**Excerpt provided:**
▽

Again, context is key here. Users may be arriving on the contact page to check the address of a company, or to find their phone number. If they successfully achieve this then they will leave the site, so a low time on page here can be good sign that the page is performing efficiently. A “blog” page is expected to hold a users’ attention, so the higher than average time on this page could be seen as a good thing.

Page Value

An important, but underused, metric for spotting poorly performing pages is “page value.” Page value, as the name suggests, is a way to give a single web page a direct monetary value. It pulls the values in from a combination of transaction revenue, for ecommerce sites, and goal value for all other types of websites, both of which need to be set up manually in Google Analytics for a page value to be calculated. A high page value will often be a sign of an important page, which indicates that it is a good page to focus on during usability tests.

High value pages that show a high exit rate are a good area to focus on for improvement. These are pages where users are dropping out at a key part of their journey to conversion. In the example below, taken from an ecommerce site, I’ve highlighted three categories with a similar page value. It is clear to see that there is a far higher exit rate for the Personalised Toys product page. This shows that this is a high value page that’s “leaking” users, and should be the focus of future UX work.

A Google Analytics table of page values.

Looking at individual pages will only show part of the picture though. It’s important to use the “content grouping” feature to look at how whole sections of a website are performing. Content grouping is essentially a way to segment data by the types of pages that users visit on a website. Pages can be grouped in a variety of ways. For a site that sells clothing, for example, groups could be set up for each type of clothing, showing whether pants have a higher page value than shirts!

△

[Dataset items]
▽

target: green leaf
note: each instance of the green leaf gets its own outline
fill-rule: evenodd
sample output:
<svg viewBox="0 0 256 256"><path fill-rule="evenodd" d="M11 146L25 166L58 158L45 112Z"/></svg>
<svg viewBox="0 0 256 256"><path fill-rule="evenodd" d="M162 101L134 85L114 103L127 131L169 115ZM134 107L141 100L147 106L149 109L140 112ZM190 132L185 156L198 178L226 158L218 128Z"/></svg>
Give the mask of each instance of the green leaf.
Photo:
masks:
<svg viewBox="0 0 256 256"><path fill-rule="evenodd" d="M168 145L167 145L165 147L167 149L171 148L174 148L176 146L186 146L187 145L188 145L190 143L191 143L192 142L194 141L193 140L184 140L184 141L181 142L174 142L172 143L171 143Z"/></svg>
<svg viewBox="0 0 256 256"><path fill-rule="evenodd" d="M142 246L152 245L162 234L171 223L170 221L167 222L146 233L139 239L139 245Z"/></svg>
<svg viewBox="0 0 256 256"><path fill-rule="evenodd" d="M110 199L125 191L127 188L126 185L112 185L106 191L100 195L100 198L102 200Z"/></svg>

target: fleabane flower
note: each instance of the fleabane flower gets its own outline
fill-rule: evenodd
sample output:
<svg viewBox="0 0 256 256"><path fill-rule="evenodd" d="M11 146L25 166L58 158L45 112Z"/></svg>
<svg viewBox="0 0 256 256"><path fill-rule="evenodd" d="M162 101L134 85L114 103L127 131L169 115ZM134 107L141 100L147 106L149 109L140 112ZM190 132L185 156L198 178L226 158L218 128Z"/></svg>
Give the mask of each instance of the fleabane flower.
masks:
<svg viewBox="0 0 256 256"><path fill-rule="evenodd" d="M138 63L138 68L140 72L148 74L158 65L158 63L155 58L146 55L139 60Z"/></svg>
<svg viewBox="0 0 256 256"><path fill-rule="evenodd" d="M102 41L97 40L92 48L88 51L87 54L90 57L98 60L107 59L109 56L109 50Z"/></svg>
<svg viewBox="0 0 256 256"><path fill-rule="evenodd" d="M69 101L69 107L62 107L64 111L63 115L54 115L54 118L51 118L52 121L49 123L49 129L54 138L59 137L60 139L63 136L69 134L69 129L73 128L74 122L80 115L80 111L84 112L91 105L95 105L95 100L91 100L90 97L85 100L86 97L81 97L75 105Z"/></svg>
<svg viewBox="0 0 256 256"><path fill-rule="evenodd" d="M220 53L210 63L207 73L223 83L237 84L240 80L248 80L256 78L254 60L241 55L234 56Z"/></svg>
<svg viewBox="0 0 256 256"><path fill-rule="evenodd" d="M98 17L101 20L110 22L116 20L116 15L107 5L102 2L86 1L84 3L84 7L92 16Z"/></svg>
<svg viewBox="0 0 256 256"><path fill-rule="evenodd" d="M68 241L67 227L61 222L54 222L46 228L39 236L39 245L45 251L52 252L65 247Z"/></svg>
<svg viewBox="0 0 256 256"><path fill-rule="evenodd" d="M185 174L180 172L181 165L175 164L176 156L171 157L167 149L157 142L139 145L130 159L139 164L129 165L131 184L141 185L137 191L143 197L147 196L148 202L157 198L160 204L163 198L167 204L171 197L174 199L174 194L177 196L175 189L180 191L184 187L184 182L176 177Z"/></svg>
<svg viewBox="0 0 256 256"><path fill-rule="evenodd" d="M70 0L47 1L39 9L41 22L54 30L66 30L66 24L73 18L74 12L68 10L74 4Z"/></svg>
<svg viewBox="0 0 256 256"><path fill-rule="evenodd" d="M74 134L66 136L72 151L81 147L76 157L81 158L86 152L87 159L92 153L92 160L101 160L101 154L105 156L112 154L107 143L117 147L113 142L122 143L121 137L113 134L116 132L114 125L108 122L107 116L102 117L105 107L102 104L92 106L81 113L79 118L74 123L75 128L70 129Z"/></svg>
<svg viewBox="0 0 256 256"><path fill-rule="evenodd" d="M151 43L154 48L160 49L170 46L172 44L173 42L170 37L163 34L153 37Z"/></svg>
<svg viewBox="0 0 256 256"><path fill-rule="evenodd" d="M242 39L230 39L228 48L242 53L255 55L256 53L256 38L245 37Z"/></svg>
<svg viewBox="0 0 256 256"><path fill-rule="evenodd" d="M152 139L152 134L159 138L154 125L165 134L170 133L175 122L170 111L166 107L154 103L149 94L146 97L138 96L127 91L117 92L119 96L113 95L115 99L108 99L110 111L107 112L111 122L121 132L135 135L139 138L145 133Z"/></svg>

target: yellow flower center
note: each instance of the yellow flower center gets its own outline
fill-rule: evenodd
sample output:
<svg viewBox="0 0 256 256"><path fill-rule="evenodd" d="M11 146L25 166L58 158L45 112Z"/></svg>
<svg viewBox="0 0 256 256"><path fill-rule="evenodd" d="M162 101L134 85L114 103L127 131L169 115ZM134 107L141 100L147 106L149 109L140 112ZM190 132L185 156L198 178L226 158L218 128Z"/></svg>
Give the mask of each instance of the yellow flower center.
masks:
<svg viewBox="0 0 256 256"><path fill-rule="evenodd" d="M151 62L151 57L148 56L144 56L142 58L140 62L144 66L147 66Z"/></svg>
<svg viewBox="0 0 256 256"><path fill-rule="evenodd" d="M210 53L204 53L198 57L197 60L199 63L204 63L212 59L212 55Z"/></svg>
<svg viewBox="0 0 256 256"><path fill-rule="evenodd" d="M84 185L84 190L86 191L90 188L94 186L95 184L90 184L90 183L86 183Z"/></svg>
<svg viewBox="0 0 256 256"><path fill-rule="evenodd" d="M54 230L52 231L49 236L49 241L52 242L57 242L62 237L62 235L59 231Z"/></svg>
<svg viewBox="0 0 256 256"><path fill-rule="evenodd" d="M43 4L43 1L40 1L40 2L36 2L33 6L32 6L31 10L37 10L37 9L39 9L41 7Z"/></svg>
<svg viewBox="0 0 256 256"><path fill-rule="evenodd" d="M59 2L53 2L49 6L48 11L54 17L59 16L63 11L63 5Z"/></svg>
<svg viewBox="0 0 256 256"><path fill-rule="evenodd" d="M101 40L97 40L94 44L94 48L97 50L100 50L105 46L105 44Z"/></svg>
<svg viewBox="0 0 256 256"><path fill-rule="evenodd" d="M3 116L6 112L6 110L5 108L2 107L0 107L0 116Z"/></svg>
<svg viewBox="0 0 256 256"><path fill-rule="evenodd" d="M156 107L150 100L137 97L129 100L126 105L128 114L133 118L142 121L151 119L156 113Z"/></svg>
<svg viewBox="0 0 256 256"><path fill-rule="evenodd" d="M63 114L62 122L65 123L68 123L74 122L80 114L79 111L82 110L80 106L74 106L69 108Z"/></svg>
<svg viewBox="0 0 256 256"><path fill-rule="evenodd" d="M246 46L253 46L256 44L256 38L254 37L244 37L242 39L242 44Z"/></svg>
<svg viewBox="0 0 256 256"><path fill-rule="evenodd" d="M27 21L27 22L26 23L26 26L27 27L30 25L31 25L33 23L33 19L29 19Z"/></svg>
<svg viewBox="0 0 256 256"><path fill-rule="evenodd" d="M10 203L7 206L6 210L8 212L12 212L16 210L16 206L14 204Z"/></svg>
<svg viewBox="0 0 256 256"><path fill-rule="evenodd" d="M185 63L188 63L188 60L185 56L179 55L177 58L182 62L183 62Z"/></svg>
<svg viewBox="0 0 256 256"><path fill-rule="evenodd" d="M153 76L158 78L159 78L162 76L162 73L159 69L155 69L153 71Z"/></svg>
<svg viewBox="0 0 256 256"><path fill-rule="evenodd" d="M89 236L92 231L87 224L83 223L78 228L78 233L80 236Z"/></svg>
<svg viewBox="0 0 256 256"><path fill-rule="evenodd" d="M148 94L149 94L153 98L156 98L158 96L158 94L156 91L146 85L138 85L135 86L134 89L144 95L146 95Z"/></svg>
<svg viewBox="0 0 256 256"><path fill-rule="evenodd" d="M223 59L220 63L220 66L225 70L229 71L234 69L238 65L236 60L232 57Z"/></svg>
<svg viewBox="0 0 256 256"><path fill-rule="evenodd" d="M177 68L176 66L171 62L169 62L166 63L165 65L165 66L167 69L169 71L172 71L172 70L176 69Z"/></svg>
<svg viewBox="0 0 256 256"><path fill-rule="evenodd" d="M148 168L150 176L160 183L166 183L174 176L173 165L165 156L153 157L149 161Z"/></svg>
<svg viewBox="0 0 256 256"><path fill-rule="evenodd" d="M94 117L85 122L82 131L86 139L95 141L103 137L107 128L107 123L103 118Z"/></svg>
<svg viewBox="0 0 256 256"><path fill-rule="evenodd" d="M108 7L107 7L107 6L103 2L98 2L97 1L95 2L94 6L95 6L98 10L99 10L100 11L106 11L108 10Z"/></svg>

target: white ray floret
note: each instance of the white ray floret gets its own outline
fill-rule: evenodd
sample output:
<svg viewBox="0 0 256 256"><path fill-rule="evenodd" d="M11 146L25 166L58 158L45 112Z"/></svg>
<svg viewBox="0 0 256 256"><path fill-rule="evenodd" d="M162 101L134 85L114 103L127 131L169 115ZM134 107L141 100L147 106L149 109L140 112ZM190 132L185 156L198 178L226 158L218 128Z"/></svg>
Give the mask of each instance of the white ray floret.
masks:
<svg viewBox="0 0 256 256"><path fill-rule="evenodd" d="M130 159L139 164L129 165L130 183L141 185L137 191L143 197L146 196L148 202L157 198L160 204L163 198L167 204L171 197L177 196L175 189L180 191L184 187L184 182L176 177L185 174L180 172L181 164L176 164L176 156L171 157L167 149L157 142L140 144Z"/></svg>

△

**Given exercise 1:**
Can you edit the dataset items from their first line through the line that contains "199L125 191L127 188L126", changing "green leaf" to "maple leaf" and leaving everything else unchanged?
**Given exercise 2:**
Can you pick up the Google Analytics excerpt after its last sentence and keep writing?
The dataset items have nothing to do with the Google Analytics excerpt.

**Task output 1:**
target: maple leaf
note: each instance of the maple leaf gets its own outline
fill-rule: evenodd
sample output:
<svg viewBox="0 0 256 256"><path fill-rule="evenodd" d="M11 146L25 166L58 158L45 112Z"/></svg>
<svg viewBox="0 0 256 256"><path fill-rule="evenodd" d="M162 101L134 85L114 103L127 131L169 115ZM134 107L141 100L147 106L149 109L140 112ZM190 132L185 156L198 178L226 158L218 128Z"/></svg>
Give the mask of each instance of the maple leaf.
Photo:
masks:
<svg viewBox="0 0 256 256"><path fill-rule="evenodd" d="M168 145L167 145L165 147L167 149L171 148L174 148L176 146L186 146L187 145L188 145L190 143L191 143L192 142L194 141L193 140L184 140L184 141L181 142L174 142L172 143L171 143Z"/></svg>
<svg viewBox="0 0 256 256"><path fill-rule="evenodd" d="M142 246L152 245L162 234L171 223L170 221L167 222L146 233L139 239L139 245Z"/></svg>
<svg viewBox="0 0 256 256"><path fill-rule="evenodd" d="M110 199L125 191L127 188L126 185L112 185L106 191L100 195L100 198L102 200Z"/></svg>

**Task output 2:**
Once a page or section has been identified as having a low page value the next step would be to find out why this might be the case. In the example above it’s been shown that shirts have a comparatively low value. My first step here would be to look for any clear UX or technical issues on the shirts pages, using my experience and judgement. After doing this I would test the page, or pages, with real users to see why they are experiencing these issues—and look for clues indicating how we would fix them.

A Google Analytics table with content grouping.

Content Grouping can be a really powerful way to see how different parts of a website are performing.

Using Metrics in Practice

This is the first step in using analytics to identify website problems. In the second part of this series, we’ll look at how to identify drop-off points in the user journey and how to segment users to see more details.

In the meantime, try identifying potential problems using the methods from this article:

  • Pull up the bounce rate to find pages users land on and immediately leave.
  • Read through the exit rate of pages to see where in the customer journey users leave the site.
  • Factor in the importance of a user’s average time on a page—a high bounce rate on a blog page, combined with a long average user time is actually a good thing!
  • Look at the pages ranked by page value. The higher the page value, the more important it is to usability test, and ultimately fix problems users are having on the page.